Video: Mac DeMarco on the Origins and Evolution of His Warbly Tone

If there's one thing that immediately comes to mind when thinking of Mac DeMarco, it's that woozy warble that undulates throughout the majority of his work—like he recorded a good take, then left the tape out in the sun for a while.

Many people and publications (Reverb included) have attributed DeMarco's modulation to a love for chorus. But that's not quite the story. In our video above, Mac walks us through the origins of his sound and shows off his current touring rig.

How the Jiggle Began

When he first started playing, DeMarco says, he shunned effects, outside of the built-in spring reverb of his Silverface Fender Twin. His used his first delay, an Akai Headrush, to get the John Lennon-style slapback effect of his voice.

It wasn't until he became obsessed with Connan Mockasin's Forever Dolphin Love that Mac began his love affair with effects. Connan's heavy chorus and flanger vibes soon inspired Mac's own. "That was the record—because I listened to that record over and over and over long before I ever met him," he says.

In his early days, DeMarco had a Fostex VF80 recorder, but, by using its built-in effects and running it into his guitar amp, the Fostex recorder doubled as an effects unit.

"That was kind of my first guitar pedal, but it was a giant, primitive digital recorder," Mac says. "It had a chorus on it, I think it had a flanger on it..." Like Connan, he'd begin putting these effects all over his tracks.

To Chorus or Not to Chorus

So what about his obsession with chorus? Well, as Mac explains, it's a bit hazy—and often, it's not even chorus.

(Object pointing dataset rows)
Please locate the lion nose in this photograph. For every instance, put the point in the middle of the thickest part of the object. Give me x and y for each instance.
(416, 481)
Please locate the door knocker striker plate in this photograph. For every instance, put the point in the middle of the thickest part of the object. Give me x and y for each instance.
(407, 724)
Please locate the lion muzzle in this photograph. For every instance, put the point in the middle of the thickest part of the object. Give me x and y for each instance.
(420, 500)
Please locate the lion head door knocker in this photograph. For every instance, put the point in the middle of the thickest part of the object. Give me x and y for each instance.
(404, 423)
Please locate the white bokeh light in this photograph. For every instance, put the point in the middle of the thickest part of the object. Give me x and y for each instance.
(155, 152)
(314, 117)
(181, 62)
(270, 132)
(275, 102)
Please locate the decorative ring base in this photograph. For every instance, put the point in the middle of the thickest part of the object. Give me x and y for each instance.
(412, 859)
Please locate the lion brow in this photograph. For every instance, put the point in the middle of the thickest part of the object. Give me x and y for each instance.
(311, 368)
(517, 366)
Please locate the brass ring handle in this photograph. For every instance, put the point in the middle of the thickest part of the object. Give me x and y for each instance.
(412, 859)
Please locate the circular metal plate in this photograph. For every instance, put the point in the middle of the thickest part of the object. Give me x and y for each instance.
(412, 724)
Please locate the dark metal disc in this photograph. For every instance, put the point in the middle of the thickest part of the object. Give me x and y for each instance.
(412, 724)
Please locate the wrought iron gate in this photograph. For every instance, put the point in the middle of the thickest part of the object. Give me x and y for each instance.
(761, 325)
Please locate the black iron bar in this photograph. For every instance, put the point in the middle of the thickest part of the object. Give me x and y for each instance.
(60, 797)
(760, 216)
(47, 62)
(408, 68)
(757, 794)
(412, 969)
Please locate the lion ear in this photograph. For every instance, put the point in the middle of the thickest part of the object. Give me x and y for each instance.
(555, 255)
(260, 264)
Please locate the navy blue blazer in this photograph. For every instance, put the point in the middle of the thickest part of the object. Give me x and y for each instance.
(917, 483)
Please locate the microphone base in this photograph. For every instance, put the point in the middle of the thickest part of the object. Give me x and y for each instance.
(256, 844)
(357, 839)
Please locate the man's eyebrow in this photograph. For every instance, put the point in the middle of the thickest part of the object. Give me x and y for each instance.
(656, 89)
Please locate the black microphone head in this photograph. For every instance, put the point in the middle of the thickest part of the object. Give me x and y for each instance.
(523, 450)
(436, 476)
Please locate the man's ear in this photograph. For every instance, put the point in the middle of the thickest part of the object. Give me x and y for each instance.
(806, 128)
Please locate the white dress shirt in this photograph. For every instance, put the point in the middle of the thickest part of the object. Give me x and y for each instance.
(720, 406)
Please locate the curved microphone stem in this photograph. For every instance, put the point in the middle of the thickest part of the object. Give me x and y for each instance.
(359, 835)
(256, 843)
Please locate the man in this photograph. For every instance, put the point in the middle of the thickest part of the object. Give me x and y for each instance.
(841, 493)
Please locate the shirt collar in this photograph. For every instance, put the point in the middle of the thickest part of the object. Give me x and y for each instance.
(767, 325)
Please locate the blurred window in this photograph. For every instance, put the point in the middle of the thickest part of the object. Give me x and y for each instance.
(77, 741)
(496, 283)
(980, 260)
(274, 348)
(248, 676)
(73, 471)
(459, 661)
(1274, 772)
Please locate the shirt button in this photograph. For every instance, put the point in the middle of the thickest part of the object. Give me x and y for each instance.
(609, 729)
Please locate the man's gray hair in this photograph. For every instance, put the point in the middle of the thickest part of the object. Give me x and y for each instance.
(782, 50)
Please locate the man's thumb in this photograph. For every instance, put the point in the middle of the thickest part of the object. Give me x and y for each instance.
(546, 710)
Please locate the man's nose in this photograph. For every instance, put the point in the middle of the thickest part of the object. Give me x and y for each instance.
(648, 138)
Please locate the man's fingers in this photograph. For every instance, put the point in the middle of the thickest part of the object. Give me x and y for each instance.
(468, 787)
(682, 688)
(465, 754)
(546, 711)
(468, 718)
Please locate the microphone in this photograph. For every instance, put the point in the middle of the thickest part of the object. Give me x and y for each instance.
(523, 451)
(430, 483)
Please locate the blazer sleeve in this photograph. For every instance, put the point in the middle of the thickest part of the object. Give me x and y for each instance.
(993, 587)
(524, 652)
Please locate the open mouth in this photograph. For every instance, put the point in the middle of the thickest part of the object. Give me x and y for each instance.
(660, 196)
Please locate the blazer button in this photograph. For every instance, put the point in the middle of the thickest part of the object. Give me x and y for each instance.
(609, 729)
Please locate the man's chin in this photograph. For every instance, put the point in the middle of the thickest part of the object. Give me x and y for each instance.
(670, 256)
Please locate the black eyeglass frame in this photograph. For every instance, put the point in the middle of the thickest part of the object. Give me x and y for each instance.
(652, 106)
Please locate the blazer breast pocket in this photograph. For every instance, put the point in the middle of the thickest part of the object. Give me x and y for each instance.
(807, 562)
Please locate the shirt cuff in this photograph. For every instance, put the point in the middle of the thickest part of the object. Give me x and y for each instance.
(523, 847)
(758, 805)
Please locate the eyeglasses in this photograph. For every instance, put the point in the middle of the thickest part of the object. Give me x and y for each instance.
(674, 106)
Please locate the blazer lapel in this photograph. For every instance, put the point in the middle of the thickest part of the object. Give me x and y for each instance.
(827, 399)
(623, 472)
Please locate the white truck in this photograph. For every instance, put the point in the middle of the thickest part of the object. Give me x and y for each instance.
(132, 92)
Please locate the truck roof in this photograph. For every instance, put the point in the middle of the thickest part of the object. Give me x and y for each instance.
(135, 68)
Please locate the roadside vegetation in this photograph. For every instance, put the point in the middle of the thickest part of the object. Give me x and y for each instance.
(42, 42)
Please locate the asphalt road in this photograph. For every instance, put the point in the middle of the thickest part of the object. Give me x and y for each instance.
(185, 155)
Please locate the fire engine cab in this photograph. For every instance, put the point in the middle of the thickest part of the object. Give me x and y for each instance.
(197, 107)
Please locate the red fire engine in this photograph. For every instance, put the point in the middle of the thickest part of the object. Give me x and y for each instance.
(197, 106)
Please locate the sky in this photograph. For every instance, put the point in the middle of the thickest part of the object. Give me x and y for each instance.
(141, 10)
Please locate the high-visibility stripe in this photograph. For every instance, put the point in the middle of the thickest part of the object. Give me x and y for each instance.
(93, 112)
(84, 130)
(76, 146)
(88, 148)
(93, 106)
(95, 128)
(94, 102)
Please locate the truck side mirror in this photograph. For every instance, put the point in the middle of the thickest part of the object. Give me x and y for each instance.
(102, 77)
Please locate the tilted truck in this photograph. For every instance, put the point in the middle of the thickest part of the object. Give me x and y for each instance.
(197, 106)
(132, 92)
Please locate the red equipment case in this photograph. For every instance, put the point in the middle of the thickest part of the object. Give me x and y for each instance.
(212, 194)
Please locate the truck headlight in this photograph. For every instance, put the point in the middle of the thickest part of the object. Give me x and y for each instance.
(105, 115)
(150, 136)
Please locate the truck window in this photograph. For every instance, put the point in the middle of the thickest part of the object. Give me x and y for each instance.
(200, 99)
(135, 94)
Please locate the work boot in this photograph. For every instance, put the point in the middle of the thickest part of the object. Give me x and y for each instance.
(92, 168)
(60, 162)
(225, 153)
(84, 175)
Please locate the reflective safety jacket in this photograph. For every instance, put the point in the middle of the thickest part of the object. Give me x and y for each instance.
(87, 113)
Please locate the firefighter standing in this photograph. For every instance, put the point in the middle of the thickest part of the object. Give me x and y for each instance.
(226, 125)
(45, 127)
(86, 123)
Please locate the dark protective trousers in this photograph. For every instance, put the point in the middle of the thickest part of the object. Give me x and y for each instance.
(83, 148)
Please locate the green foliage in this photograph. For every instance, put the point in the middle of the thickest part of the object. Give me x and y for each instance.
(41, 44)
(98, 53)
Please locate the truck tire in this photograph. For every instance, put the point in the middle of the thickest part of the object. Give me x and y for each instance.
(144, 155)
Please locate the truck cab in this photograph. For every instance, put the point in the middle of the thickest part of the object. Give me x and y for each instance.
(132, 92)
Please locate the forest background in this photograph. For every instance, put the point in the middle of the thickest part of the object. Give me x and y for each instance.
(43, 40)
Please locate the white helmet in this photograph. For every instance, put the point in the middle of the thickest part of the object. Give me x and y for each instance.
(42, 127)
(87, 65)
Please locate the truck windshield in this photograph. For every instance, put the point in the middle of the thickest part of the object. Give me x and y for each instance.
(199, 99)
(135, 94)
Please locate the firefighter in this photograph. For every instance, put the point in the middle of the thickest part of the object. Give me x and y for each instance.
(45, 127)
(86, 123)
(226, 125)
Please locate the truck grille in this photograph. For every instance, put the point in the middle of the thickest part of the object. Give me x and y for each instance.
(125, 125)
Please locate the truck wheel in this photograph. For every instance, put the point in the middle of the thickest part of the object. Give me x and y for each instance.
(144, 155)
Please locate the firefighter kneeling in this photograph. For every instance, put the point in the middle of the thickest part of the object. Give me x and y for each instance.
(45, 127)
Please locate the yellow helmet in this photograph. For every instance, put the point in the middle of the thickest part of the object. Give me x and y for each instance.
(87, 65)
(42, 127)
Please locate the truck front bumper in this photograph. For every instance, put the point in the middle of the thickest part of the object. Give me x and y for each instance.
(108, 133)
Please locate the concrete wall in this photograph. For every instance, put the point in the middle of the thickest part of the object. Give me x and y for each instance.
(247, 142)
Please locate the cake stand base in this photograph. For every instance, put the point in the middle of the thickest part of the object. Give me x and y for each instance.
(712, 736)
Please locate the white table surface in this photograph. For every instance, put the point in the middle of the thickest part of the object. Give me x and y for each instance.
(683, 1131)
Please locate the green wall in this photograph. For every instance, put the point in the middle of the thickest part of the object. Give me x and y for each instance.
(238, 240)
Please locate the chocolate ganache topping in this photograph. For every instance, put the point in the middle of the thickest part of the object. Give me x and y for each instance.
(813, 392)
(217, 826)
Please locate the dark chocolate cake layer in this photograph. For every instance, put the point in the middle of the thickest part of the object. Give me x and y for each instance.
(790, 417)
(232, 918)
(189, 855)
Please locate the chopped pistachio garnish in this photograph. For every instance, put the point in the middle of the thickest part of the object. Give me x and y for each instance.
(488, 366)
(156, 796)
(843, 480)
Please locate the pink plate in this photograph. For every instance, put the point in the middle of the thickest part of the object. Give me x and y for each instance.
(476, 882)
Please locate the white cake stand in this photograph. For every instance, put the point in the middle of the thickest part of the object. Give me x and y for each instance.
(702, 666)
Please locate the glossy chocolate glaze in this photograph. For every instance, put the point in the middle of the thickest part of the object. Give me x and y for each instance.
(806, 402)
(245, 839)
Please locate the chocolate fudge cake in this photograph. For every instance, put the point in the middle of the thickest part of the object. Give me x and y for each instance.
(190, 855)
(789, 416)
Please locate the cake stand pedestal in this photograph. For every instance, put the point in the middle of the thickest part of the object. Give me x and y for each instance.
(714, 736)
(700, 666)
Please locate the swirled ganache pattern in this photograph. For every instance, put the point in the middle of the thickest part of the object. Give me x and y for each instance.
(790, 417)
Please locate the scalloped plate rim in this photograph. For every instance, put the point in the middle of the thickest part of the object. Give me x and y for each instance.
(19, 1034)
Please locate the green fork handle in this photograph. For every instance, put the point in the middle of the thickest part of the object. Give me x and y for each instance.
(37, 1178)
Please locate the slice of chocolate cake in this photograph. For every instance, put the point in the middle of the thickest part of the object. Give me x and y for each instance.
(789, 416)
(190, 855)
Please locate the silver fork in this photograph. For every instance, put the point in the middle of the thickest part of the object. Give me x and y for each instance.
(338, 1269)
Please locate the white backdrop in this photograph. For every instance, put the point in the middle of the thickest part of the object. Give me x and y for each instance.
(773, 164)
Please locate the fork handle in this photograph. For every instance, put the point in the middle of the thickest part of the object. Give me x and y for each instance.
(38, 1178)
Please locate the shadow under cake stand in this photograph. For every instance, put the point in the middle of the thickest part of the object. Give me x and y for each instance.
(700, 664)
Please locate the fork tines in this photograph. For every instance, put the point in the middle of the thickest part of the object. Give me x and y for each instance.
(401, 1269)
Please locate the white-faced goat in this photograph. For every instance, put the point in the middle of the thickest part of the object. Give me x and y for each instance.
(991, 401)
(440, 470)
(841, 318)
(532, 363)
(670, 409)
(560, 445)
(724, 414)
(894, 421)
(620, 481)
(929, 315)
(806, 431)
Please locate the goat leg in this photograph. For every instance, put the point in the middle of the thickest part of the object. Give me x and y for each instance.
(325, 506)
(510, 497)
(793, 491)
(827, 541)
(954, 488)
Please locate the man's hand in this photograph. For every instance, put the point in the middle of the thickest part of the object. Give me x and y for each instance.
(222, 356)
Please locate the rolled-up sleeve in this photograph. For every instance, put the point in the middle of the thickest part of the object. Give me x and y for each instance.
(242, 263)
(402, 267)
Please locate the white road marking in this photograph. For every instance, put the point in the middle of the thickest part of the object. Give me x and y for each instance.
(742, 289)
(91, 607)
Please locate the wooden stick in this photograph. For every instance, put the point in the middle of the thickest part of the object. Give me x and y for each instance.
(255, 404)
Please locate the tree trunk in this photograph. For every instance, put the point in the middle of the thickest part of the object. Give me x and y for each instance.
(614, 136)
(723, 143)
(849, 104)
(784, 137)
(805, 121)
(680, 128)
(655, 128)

Stated exercise 1 ::
In the article on Mac DeMarco's tone, which record led him to start using effects?
Stated exercise 2 ::
Decide whether each statement agrees with the article on Mac DeMarco's tone, and support each answer with the deciding words from the article. (a) DeMarco relied heavily on effects from the time he first started playing. (b) His Fostex VF80 recorder also served as an effects unit. (c) The wavering sound in his work is always produced by chorus.

Problem solution 1 ::
Connan Mockasin's Forever Dolphin Love.

Problem solution 2 ::
(a) No: "When he first started playing, DeMarco says, he shunned effects, outside of the built-in spring reverb of his Silverface Fender Twin."
(b) Yes: "by using its built-in effects and running it into his guitar amp, the Fostex recorder doubled as an effects unit."
(c) No: "often, it's not even chorus."